» **Provided records**:
- - -

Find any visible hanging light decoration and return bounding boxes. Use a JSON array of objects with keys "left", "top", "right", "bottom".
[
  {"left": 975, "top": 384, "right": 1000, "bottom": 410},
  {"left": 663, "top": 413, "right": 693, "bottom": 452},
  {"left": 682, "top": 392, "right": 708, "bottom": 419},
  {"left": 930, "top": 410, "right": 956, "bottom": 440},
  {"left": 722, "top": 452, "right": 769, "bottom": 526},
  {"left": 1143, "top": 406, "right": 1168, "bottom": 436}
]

- - -

» **Exercise directions**: Please rewrite the rows above, changing "hanging light decoration" to "hanging lamp" and leaving everything else as it is.

» **Written response**:
Find any visible hanging lamp and return bounding boxes. Use a JSON array of objects with keys "left", "top", "right", "bottom".
[
  {"left": 975, "top": 384, "right": 1000, "bottom": 410},
  {"left": 663, "top": 413, "right": 693, "bottom": 452},
  {"left": 682, "top": 392, "right": 708, "bottom": 419},
  {"left": 930, "top": 410, "right": 956, "bottom": 440},
  {"left": 722, "top": 452, "right": 769, "bottom": 526},
  {"left": 1143, "top": 406, "right": 1168, "bottom": 436}
]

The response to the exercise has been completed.